* _SOURCE DOCUMENT_
• • • • • • •
4. Strategies used to avoid catastrophes include carrying a four-leafed clover, crossing fingers, wishing on a star, tossing coins into a wishing well or fountain and even burning old socks on turned up on top of a mountain. And, until recently, a decree in Indiana required that all black cats must wear bells.

5. The superstition is supposed to date from the early years of Christianity. Biblical references include the 13 people at Christ's Last Supper and the belief that the crucifixion took place on Friday 13th. Some theologians also claim that Adam accepted the apple from Eve on a Friday and that Cain killed his brother Abel on Friday 13th.

6. Earlier cultures also considered the number 13 unlucky. In Norse mythology when Loki, the god of mischief, became the uninvited 13th guest at a banquet in Valhalla, the god of Light: Balhar died as a result. Ancient Norsemen had 13 knots in their hangman's noose. The Romans believed that witches gathered in groups of 13 and the 13th was the Devil. Greek mythology also tells of the violent death of the 13th member in a group of gods. The Chinese interpreted 13 as the number of obstacles in the way of good fortune.
• • • • • • •
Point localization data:
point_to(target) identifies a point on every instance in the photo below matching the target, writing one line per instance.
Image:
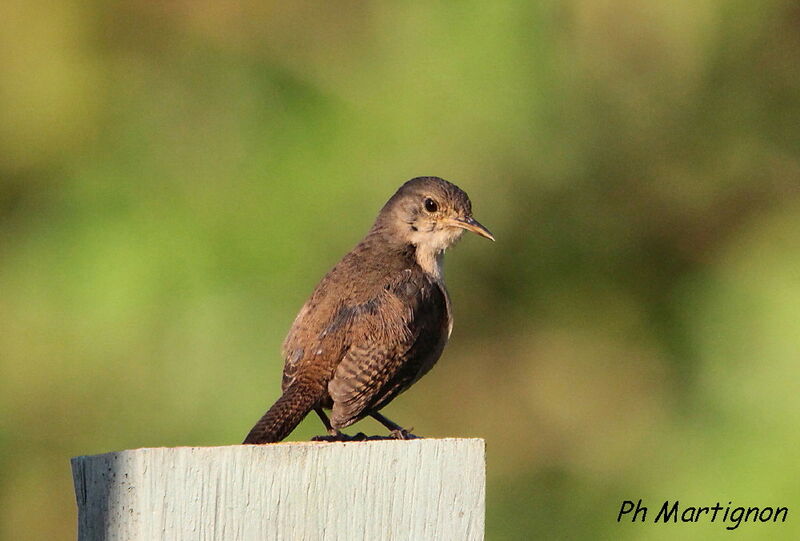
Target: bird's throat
(430, 259)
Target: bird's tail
(297, 400)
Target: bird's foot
(403, 434)
(340, 436)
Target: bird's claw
(403, 434)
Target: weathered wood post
(416, 490)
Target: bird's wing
(390, 346)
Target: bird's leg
(324, 418)
(397, 431)
(333, 433)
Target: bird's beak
(471, 224)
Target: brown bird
(378, 321)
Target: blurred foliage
(175, 177)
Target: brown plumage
(379, 320)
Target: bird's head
(431, 214)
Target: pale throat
(430, 247)
(431, 260)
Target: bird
(378, 321)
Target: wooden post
(415, 489)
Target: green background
(176, 176)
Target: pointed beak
(471, 224)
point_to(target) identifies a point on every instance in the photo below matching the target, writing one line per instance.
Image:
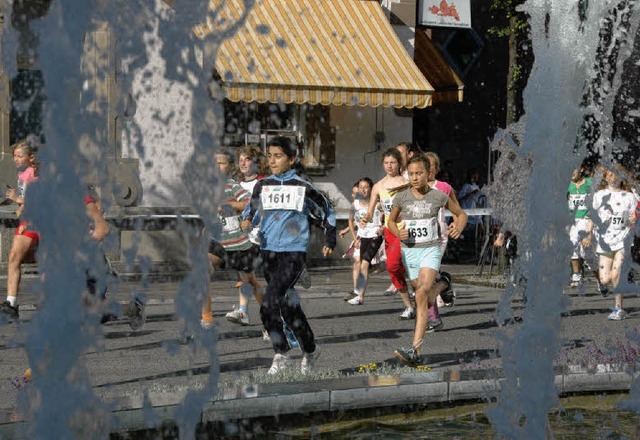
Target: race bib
(230, 224)
(387, 204)
(359, 213)
(422, 231)
(617, 222)
(283, 197)
(577, 202)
• • • • • • •
* _TASKS FOR THIS EXERCISE_
**a.** Answer these questions about the passage on Friday 13th superstitions:
(i) Until recently, what did a decree in Indiana require?
(ii) How many people does the passage say were at Christ's Last Supper?
(iii) How did the Chinese interpret the number 13?
**b.** In two sentences, what does the passage on Friday 13th superstitions say?
**c.** Duplicate part of the passage on Friday 13th superstitions: begin at the words "4. Strategies used" and stop after "must wear bells.".

* _RESPONSES IN ORDER_
**a.**
(i) That all black cats must wear bells.
(ii) 13.
(iii) As the number of obstacles in the way of good fortune.

**b.** People try to avoid catastrophes with charms and rituals such as carrying a four-leafed clover, crossing fingers or wishing on a star, and the superstition is said to date from early Christianity, with references to the 13 people at the Last Supper and a crucifixion on Friday 13th. Earlier cultures also considered 13 unlucky, as shown in Norse, Roman, Greek and Chinese beliefs.

**c.**
4. Strategies used to avoid catastrophes include carrying a four-leafed clover, crossing fingers, wishing on a star, tossing coins into a wishing well or fountain and even burning old socks on turned up on top of a mountain. And, until recently, a decree in Indiana required that all black cats must wear bells.